Please print every one of the entries below, copying each line without any change.
········
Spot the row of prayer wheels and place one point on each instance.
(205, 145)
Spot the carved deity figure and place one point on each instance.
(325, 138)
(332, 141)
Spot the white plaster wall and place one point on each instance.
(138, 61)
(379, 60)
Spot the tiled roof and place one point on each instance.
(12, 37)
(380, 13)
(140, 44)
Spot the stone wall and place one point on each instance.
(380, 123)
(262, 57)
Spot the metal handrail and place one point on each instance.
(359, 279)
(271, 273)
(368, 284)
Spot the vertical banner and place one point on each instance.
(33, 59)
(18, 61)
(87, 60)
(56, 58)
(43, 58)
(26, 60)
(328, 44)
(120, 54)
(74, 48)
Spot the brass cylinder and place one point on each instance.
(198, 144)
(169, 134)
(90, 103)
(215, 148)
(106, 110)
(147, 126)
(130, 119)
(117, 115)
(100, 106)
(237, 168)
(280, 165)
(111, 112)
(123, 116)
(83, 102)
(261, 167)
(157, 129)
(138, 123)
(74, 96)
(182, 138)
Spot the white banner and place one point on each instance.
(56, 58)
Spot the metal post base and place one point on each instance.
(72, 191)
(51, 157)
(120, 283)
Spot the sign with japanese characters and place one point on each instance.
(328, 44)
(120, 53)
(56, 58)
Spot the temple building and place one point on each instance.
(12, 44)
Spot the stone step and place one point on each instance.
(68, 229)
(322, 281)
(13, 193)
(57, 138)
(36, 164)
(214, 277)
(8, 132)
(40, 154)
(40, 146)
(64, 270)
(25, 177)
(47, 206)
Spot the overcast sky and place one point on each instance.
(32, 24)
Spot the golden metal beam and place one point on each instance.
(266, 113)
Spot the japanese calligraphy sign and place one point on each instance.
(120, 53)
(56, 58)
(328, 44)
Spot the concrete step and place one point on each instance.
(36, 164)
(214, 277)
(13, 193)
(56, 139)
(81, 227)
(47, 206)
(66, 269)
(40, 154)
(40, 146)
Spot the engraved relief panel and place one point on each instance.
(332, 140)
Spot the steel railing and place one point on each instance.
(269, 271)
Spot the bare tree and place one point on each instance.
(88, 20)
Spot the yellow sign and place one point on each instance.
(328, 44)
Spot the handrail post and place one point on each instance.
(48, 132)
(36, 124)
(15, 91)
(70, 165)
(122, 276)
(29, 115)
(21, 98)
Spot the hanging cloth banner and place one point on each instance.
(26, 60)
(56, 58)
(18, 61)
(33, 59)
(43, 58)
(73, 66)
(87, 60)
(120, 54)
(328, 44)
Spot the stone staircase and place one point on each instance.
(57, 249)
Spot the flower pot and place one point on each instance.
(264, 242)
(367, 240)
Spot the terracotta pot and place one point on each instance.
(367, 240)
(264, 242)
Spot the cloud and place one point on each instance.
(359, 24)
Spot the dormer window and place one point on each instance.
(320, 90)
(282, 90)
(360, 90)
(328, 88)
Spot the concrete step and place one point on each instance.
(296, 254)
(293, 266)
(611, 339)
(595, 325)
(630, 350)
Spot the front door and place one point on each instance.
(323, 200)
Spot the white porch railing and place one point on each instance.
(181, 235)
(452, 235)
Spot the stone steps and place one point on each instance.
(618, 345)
········
:: ANSWER FOR THIS EXERCISE ::
Spot the row of prayer wheels and place one point on each instance.
(205, 145)
Spot the carved deity figure and place one point on each instance.
(325, 138)
(332, 141)
Spot the white plaster wall and place one point on each instance.
(138, 61)
(379, 60)
Spot the tiled roof and place one point on each instance.
(12, 37)
(380, 13)
(140, 44)
Spot the stone wall and place one point on each instance.
(380, 123)
(262, 57)
Spot the metal handrail and place one point on each instance.
(359, 279)
(271, 273)
(368, 284)
Spot the vertical banner and place one point on each instance.
(33, 59)
(18, 61)
(87, 60)
(56, 58)
(43, 58)
(26, 60)
(328, 44)
(120, 54)
(74, 48)
Spot the brass cylinder and place one point on each instance.
(198, 144)
(169, 134)
(90, 103)
(215, 148)
(106, 110)
(147, 126)
(130, 119)
(117, 115)
(100, 106)
(237, 168)
(280, 165)
(111, 112)
(123, 116)
(83, 102)
(261, 167)
(157, 129)
(138, 123)
(74, 96)
(182, 138)
Spot the white banner and place one point on each instance.
(56, 58)
Spot the metal post base and place one point on each instance.
(72, 191)
(51, 157)
(120, 283)
Spot the sign with japanese characters and place one point on each instance.
(328, 44)
(120, 53)
(56, 58)
Spot the temple building and place one point on each instance.
(12, 44)
Spot the stone step and place one point on each instance.
(68, 229)
(322, 281)
(13, 193)
(57, 138)
(36, 164)
(214, 277)
(8, 132)
(40, 154)
(40, 146)
(64, 270)
(25, 177)
(47, 206)
Spot the overcast sky and place one point on each instance.
(32, 24)
Spot the golden metal beam and place one point on each instance.
(266, 113)
Spot the japanese calligraphy sign and place one point on each instance.
(120, 53)
(56, 58)
(328, 44)
Spot the concrete step and place one point on each instance.
(36, 164)
(214, 277)
(13, 193)
(56, 139)
(81, 227)
(47, 206)
(66, 269)
(40, 154)
(40, 146)
Spot the engraved relief panel and place one point on each instance.
(332, 140)
Spot the steel railing and place one point on each instance.
(269, 271)
Spot the bare tree and place one point on each instance.
(88, 20)
Spot the yellow sign and place one point on each instance.
(328, 44)
Spot the handrail post and place one point on each instance.
(48, 132)
(36, 124)
(15, 91)
(70, 165)
(122, 276)
(29, 115)
(21, 98)
Spot the hanging cloth banner and place one point on each instance.
(26, 60)
(56, 58)
(18, 61)
(33, 59)
(43, 58)
(73, 66)
(87, 60)
(120, 54)
(328, 44)
Spot the stone staircase and place one point on each instance.
(57, 249)
Spot the flower pot and place one point on each instance.
(264, 242)
(367, 240)
Spot the terracotta pot and place one point on each instance.
(367, 240)
(264, 242)
Spot the cloud and place one point on each instance.
(359, 24)
Spot the dormer window and place one point on each instance.
(320, 90)
(282, 90)
(360, 90)
(328, 88)
Spot the concrete step and place one point on each instance.
(296, 254)
(293, 266)
(611, 339)
(595, 325)
(630, 350)
Spot the front door and place one point on each instance.
(323, 200)
Spot the white porch railing and place one point on each instance.
(181, 235)
(452, 235)
Spot the stone steps and place one point on each instance.
(618, 345)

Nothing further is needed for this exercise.